▶ Exercise objective:
Can you continue the profile of Lisa Parker from where it stops?

▶ Selected text:
Lisa Parker, a philosopher, is the Dickie, McCamey & Chilcote Professor of Bioethics, Director of the Center for Bioethics & Health Law, and Professor of Human Genetics in the School of Public Health. She directs the University’s Master of Arts in Bioethics Program in The Dietrich School of Arts and Sciences, and is a co-director of the Area of Concentration in Medical Humanities and Ethics in the School of Medicine. She is also a member of the Steering Committee of the Gender, Sexuality, and Women's Studies Program, an affiliated faculty member in the Department of Religious Studies, and a fellow of the Center for Philosophy of Science. She leads the University’s Research, Ethics, and Society Initiative, designed to foster campus-wide discussion of research ethics and the social implications of empirical research, scholarship, and technology development.
Dr. Parker has published extensively on ethical concerns related to the design and conduct of research, particularly genetic research and mental health research, as well as on aesthetic surgery, confidentiality, and informed consent. Her research on ethical issues in genetics/genomics has focused on the ethical management of incidental findings and return of research results, pharmacogenomic research, and genetic enhancement. She has a sustained interest in employing feminist approaches to bioethical issues and in the critical analysis of bioethics as a social practice and field of inquiry.
Dr. Parker collaborates with investigators across the University, as well as nationally and internationally, on both empirical studies and theoretical and policy analyses. Topics of her research collaborations range from genomic sequencing and biobanking to depression treatment to traumatic brain injury and mild cognitive impairment. With colleagues in the Department of Religious Studies and the School of Medicine, she is collaborating in the Religion, Medicine, and Healthcare Research Initiative. As Associate Director for Bioethics in the University’s Institute for Precision Medicine, she currently serves as an ethics consultant on studies involving biobanking and whole exome/genome sequencing in different patient populations, as well as the integration of whole genome sequencing data into the Test2Learn educational platform and development of educational modules teaching front-line providers and health system leaders to integrate genomic sequencing into clinical care.

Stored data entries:
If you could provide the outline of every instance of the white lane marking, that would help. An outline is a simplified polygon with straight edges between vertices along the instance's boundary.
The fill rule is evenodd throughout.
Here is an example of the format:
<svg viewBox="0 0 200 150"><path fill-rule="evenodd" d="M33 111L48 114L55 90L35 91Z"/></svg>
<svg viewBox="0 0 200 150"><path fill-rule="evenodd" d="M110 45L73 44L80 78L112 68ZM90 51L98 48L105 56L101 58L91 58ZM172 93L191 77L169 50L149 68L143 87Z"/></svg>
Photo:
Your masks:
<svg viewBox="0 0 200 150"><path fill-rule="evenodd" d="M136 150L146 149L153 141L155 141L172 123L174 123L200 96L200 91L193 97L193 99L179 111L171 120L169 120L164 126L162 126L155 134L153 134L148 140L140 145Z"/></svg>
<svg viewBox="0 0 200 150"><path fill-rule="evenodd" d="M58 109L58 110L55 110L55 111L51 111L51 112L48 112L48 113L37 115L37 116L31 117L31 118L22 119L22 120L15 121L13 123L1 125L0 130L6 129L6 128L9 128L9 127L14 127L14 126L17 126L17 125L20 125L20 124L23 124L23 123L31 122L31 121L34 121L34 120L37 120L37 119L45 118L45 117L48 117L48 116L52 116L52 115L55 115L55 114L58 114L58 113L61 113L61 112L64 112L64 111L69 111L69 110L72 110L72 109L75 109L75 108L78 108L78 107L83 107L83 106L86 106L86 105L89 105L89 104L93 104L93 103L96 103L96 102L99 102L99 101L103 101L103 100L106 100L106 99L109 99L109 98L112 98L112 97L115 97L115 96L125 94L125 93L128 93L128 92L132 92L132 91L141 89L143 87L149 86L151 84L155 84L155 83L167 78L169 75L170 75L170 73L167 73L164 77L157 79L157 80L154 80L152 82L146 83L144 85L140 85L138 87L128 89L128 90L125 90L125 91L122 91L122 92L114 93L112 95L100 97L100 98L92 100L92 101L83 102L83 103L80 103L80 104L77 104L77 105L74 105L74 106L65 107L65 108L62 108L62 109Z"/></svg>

▶ Written answer:
Dr. Parker has chaired and is currently serving a second term on the Genomics and Society Working Group of the National Advisory Council for Human Genome Research for the National Human Genome Research Institute (NHGRI), where she has served on the study section of the ELSI Program (the Ethical, Legal, and Social Implications Program) and on national working groups examining the management of incidental findings and research results. She also serves on the Expert Scientific Panel of the Electronic Medical Records and Genomics (eMERGE) Network.. She is a reviewer for the Maryland Stem Cell Research Fund, as well as national and international research programs including the US Department of Defense, National Science Foundation, and the German Research Fund.
At the University, Dr. Parker was elected to the Faculty Assembly (2022-2025), co-chairs the Institutional Conflict of Interest Committee, and serves on the Humanities Council, the Human Data and Tissue Sharing Committee, the Dual Use Research of Concern (DURC) Committee, the COVID-19 Vaccine Policy Drafting Committee, and the Women in Medicine & Science Forum Planning Committee. She previously served on the Global Health Certificate Planning Committee, the committee proposing the Certificate in Health Humanities, the Information Technology Advisory Committee's Data Governance Subcommittee, and the Plan for Pitt 2025 Steering Committee.
Dr. Parker served as a co-investigator for international research ethics training programs focused in China, Egypt, and India. At the University, her courses include Research Ethics and the Reponsible Conduct of Research, Bioethics, Ethical Issues in Genomic Medicine and Research (in the Honors College), and Gender, Ethics, and the Body, as well as thirty-one directed reading and special topics courses at the graduate level.